> [Your assignment] Within the listing below, determine how many lines hold the word "every". Give the number with no commentary.
──────── Data for this task
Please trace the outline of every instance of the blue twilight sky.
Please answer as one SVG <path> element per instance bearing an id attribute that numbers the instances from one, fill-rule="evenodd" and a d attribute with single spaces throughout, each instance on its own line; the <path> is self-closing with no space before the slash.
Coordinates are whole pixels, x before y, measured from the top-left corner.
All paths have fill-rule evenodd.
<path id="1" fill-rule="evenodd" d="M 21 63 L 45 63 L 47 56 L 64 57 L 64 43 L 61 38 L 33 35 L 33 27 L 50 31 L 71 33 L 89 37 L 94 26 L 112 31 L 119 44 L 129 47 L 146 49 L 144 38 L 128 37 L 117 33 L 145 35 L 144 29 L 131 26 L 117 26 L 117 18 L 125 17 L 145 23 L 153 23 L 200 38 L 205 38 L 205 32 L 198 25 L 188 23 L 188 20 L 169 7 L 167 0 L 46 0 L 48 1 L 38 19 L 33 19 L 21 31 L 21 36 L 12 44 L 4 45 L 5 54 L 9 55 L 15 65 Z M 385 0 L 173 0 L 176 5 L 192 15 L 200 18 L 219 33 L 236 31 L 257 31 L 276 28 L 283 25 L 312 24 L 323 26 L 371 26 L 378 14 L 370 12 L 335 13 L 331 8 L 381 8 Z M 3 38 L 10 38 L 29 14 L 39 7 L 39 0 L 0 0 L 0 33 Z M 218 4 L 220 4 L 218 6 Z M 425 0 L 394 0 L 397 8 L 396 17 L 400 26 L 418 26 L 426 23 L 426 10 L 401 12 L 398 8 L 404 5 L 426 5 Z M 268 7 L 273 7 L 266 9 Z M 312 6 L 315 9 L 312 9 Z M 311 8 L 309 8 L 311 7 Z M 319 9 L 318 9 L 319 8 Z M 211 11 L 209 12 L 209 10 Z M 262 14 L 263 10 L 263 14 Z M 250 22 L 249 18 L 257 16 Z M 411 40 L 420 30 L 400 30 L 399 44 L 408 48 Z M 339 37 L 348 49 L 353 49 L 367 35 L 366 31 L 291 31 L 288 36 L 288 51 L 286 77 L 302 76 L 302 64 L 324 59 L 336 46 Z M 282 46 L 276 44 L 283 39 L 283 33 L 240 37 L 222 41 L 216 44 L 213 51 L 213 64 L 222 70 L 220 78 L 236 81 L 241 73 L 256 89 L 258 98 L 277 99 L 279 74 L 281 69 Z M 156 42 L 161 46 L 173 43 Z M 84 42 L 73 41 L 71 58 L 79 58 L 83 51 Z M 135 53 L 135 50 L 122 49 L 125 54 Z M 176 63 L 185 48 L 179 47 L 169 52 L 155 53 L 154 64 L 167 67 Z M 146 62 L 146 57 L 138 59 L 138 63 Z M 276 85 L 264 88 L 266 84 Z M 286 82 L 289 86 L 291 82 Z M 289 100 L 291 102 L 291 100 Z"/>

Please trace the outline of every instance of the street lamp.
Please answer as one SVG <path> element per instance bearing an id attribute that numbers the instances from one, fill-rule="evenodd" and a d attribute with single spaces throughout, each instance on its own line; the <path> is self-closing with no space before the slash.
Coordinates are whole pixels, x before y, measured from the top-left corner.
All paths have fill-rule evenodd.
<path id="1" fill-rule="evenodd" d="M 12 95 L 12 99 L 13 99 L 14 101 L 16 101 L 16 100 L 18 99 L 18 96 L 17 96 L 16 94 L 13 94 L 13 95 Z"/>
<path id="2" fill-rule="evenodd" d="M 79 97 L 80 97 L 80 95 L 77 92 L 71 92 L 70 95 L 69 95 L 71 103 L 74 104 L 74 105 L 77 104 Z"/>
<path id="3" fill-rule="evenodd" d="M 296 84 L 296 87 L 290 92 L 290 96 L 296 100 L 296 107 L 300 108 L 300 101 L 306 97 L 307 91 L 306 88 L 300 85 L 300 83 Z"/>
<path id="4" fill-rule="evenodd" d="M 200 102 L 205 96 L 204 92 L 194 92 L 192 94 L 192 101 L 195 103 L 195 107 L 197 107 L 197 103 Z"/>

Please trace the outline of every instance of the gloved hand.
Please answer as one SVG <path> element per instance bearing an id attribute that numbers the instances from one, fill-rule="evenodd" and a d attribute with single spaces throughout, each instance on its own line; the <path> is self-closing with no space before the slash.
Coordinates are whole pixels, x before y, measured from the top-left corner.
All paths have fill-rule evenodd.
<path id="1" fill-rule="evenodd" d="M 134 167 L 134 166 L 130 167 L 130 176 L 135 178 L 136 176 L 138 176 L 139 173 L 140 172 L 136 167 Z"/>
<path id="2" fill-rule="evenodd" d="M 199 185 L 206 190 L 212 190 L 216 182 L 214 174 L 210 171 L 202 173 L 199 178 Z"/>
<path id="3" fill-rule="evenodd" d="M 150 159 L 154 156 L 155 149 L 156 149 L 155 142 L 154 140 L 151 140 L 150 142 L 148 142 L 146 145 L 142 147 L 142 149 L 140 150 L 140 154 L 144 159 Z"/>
────────────────
> [Result of the task] 3